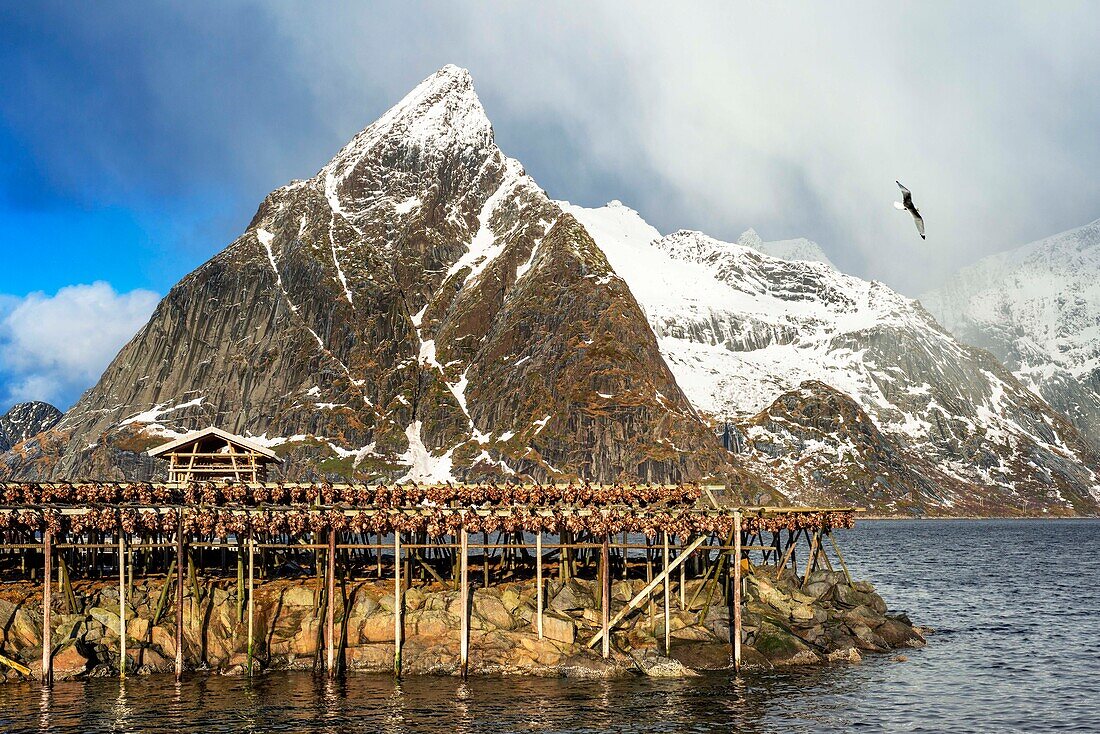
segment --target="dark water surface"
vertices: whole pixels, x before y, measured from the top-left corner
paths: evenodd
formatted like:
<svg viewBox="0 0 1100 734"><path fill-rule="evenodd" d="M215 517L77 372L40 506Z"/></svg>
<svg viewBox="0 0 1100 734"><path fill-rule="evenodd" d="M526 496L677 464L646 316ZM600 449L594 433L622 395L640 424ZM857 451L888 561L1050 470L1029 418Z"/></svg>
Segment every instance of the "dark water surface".
<svg viewBox="0 0 1100 734"><path fill-rule="evenodd" d="M907 662L678 681L171 676L0 685L0 732L1100 731L1100 521L861 522Z"/></svg>

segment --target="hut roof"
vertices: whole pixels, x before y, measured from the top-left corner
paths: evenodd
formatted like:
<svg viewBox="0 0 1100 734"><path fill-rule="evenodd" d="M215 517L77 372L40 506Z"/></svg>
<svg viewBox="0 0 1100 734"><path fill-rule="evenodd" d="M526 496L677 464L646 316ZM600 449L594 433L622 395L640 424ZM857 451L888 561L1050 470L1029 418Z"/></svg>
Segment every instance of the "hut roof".
<svg viewBox="0 0 1100 734"><path fill-rule="evenodd" d="M271 461L282 463L282 459L280 459L274 451L267 448L266 446L261 446L254 441L249 441L243 436L237 436L229 433L228 431L223 431L220 428L214 428L213 426L209 428L200 428L197 431L191 431L190 433L180 436L179 438L169 441L168 443L161 444L154 449L149 449L146 453L149 456L161 456L163 454L170 454L175 449L195 443L196 441L201 441L204 438L211 437L220 438L226 443L231 443L238 448L242 448L246 451L259 454L260 456L270 459Z"/></svg>

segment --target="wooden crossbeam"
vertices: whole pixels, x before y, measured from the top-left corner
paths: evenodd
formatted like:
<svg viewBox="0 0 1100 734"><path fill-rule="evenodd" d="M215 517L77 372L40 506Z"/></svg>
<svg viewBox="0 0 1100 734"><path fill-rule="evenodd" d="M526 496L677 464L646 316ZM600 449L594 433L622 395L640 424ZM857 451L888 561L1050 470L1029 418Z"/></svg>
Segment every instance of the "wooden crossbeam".
<svg viewBox="0 0 1100 734"><path fill-rule="evenodd" d="M679 568L680 564L682 564L684 561L686 561L688 559L688 557L691 556L691 554L693 552L695 552L695 550L698 549L699 546L701 546L703 544L703 541L705 541L708 537L709 536L701 535L698 538L696 538L691 543L691 545L689 545L687 548L684 548L683 552L681 552L680 555L676 556L675 560L673 560L672 563L668 564L667 568L662 569L659 574L654 576L653 580L650 581L648 584L646 584L644 589L642 589L637 594L635 594L634 598L631 599L629 602L627 602L626 606L623 607L622 609L620 609L618 614L616 614L614 617L612 617L611 621L607 625L608 631L610 632L611 630L615 629L615 625L617 625L619 622L623 621L623 619L626 618L626 615L628 615L632 611L634 611L634 609L639 604L641 604L642 601L644 601L646 599L646 597L649 596L650 592L652 592L654 589L656 589L658 584L664 582L665 579L667 579L673 571L675 571L677 568ZM590 640L588 640L588 642L585 643L585 647L592 647L597 642L599 642L601 639L603 639L603 630L602 629L599 632L597 632L595 635L593 635L592 638Z"/></svg>

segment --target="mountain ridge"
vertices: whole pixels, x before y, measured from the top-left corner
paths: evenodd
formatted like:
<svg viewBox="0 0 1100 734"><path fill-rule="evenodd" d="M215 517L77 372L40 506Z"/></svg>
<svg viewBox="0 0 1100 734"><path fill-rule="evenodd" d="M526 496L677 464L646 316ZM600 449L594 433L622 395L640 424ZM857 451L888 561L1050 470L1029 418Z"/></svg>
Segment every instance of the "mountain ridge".
<svg viewBox="0 0 1100 734"><path fill-rule="evenodd" d="M566 209L626 279L677 381L714 420L744 430L778 397L807 382L827 385L854 399L913 466L940 477L931 491L905 475L887 505L906 498L910 506L914 489L945 507L966 506L975 493L1052 510L1100 499L1098 457L1080 434L919 302L821 262L690 230L660 237L628 207ZM751 451L740 458L793 499L824 486L843 491L827 473L822 486L807 485L805 443L776 443L789 447L782 461Z"/></svg>
<svg viewBox="0 0 1100 734"><path fill-rule="evenodd" d="M741 240L551 200L444 67L266 196L0 476L156 478L146 449L218 425L288 480L1096 510L1095 452L992 356L809 240ZM720 448L723 419L746 451Z"/></svg>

- - - - -

*WORK REQUEST*:
Search the records for the word "target", then list every line that has it.

*YOUR SOLUTION*:
segment --target="dark water surface"
segment --target="hut roof"
segment --target="wooden crossbeam"
segment --target="mountain ridge"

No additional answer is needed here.